TASK.
Find every line in the records below that contains the word "black", and copy each such line.

THE DATA.
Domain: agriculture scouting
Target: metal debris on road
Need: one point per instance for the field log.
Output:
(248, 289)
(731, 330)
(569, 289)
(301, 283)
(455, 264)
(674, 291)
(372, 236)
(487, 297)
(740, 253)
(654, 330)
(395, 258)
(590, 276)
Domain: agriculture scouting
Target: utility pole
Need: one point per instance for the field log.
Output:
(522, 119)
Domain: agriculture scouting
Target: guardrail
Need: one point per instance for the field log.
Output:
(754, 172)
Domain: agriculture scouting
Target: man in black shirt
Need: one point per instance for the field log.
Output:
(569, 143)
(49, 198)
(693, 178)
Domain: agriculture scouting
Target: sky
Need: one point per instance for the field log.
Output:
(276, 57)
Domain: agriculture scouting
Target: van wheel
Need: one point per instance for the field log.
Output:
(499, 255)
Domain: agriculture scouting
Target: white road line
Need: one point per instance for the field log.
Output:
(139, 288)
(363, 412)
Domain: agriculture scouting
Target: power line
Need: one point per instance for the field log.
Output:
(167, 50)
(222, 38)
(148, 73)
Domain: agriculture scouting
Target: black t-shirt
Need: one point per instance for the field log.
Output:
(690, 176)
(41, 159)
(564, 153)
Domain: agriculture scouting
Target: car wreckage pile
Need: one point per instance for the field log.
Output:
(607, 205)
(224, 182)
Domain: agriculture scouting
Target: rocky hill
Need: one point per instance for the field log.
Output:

WRITTEN SOLUTION.
Target: man in black shirt
Target: black t-shirt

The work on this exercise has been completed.